──────── Page ────────
Mother Carey's Chickens is a 1938 drama film starring Anne Shirley and Ruby Keeler. The film was directed by Rowland V. Lee and based upon a 1917 play by Kate Douglas Wiggin and Rachel Crothers, which in turn was adapted from Wiggins' Mother Carey's Chickens.

Originally Katharine Hepburn was assigned to the lead role. She refused, however, and left RKO in order to avoid having to appear in the film.

In 1963, Walt Disney released Summer Magic, a loose remake of this film, with Hayley Mills as Nancy Carey.

Plot
Mr. Carey, a captain in the United States Navy, dies during the Spanish–American War. His wife Margaret, daughters Nancy and Kitty and sons Gilbert and Peter are left behind. They are now on their own with only Capt. Carey's pension for income. The family moves into a series of ever-smaller rented houses while Mrs. Carey works in a textile mill. When she is injured, they lease a broken down mansion for a year at a nominal fee, and invest the captain's small life insurance payment to fix it up into a boarding house. Both daughters fall in love, Kitty with a local teacher and Nancy with Tom Hamilton, the son of the absentee owner.
──────── Stored rows ────────
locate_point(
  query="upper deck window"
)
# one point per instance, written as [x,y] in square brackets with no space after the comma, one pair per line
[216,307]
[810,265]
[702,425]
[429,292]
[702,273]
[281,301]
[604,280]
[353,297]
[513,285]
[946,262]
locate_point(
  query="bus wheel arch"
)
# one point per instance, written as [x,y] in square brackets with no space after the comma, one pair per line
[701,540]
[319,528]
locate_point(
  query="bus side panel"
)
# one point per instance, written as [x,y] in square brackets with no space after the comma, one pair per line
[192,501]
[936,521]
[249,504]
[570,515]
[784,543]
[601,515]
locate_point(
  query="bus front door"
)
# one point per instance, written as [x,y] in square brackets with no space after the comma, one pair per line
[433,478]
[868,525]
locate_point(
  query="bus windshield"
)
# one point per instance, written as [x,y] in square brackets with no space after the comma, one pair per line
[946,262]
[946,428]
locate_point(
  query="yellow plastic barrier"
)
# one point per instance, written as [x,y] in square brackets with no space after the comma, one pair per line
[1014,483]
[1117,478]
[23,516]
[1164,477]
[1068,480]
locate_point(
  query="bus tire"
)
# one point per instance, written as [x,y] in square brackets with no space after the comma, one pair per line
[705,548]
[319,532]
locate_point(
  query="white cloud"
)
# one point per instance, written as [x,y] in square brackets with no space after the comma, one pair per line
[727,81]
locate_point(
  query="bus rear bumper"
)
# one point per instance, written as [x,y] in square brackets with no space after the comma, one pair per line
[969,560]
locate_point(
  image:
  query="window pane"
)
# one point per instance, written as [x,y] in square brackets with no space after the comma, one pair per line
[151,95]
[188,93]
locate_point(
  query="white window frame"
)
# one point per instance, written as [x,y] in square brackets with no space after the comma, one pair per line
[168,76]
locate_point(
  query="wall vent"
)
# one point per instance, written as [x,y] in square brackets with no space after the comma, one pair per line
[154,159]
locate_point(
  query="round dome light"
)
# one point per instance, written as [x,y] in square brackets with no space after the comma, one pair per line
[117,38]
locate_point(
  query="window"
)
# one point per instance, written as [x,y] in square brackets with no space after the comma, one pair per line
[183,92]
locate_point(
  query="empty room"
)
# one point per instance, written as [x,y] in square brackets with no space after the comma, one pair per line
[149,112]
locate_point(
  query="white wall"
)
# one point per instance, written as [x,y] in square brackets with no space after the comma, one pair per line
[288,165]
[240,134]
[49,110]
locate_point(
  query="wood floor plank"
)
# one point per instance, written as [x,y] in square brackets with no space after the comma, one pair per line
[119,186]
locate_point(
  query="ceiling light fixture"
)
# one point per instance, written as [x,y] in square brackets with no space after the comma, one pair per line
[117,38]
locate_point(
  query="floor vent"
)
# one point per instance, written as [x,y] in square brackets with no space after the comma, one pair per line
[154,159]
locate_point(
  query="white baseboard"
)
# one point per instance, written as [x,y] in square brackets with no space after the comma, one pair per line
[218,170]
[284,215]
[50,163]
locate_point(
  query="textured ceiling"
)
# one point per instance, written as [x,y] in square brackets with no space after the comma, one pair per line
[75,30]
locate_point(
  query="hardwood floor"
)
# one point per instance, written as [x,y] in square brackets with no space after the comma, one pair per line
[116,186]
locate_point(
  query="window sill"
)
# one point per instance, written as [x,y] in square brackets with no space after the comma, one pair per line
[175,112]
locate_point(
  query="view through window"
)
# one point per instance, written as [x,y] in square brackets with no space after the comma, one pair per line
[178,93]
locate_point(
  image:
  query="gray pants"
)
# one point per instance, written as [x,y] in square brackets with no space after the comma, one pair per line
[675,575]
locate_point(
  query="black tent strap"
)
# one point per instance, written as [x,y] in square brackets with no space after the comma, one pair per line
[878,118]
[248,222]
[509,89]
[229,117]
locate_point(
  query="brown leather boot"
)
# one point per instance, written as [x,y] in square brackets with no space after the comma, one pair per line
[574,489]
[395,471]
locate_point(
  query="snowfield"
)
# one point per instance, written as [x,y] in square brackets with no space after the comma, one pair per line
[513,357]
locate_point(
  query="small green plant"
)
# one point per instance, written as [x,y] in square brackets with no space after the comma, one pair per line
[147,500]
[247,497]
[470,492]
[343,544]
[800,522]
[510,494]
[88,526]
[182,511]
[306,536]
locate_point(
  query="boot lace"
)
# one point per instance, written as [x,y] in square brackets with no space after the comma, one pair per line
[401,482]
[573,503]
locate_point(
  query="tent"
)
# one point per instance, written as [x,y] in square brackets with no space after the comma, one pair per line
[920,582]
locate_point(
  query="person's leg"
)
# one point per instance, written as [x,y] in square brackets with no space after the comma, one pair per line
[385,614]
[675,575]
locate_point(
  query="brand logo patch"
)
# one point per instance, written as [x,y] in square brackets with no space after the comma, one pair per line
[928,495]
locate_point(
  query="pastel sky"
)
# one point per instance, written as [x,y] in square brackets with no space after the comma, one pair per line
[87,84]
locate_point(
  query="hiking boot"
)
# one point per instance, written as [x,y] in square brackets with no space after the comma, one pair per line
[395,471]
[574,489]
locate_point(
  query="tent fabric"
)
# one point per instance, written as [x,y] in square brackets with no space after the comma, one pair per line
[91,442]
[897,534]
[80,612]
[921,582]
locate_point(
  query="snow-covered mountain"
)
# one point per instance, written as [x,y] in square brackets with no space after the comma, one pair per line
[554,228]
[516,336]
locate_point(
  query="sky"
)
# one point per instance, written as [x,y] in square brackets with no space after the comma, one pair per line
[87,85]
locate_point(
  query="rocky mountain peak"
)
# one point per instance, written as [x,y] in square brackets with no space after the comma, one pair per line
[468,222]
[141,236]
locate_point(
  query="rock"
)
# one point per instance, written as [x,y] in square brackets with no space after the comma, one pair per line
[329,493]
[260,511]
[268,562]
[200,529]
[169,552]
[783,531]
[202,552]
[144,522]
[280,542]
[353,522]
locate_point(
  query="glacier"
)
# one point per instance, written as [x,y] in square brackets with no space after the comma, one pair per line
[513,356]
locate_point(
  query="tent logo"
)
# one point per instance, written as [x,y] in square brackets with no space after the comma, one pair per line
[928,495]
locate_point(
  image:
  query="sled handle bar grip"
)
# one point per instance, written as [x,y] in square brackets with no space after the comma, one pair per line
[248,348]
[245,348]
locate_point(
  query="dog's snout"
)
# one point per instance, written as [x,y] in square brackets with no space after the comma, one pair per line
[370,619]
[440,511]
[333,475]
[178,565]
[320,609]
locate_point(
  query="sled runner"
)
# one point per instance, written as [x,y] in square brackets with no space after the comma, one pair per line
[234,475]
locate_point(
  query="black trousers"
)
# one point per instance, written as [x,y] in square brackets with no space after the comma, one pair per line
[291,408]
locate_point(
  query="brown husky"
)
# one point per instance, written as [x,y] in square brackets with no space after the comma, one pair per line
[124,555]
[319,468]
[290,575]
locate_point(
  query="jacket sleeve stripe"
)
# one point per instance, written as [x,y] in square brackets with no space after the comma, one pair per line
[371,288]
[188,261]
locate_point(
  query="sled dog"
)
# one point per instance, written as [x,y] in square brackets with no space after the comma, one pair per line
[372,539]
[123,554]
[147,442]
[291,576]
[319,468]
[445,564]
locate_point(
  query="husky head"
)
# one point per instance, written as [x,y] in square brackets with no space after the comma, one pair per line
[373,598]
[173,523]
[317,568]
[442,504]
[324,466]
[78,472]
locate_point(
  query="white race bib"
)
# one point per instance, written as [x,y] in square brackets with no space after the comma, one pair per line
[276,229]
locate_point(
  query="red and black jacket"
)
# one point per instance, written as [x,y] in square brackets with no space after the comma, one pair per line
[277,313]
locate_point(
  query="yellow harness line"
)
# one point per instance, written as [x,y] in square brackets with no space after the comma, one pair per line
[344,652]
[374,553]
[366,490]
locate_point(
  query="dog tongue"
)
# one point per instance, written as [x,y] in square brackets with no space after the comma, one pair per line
────────
The task:
Retype the whole article on the film Mother Carey's Chickens word for word. You don't need the data for this.

Result of the task:
Mother Carey's Chickens is a 1938 drama film starring Anne Shirley and Ruby Keeler. The film was directed by Rowland V. Lee and based upon a 1917 play by Kate Douglas Wiggin and Rachel Crothers, which in turn was adapted from Wiggins' Mother Carey's Chickens.

Originally Katharine Hepburn was assigned to the lead role. She refused, however, and left RKO in order to avoid having to appear in the film.

In 1963, Walt Disney released Summer Magic, a loose remake of this film, with Hayley Mills as Nancy Carey.

Plot
Mr. Carey, a captain in the United States Navy, dies during the Spanish–American War. His wife Margaret, daughters Nancy and Kitty and sons Gilbert and Peter are left behind. They are now on their own with only Capt. Carey's pension for income. The family moves into a series of ever-smaller rented houses while Mrs. Carey works in a textile mill. When she is injured, they lease a broken down mansion for a year at a nominal fee, and invest the captain's small life insurance payment to fix it up into a boarding house. Both daughters fall in love, Kitty with a local teacher and Nancy with Tom Hamilton, the son of the absentee owner.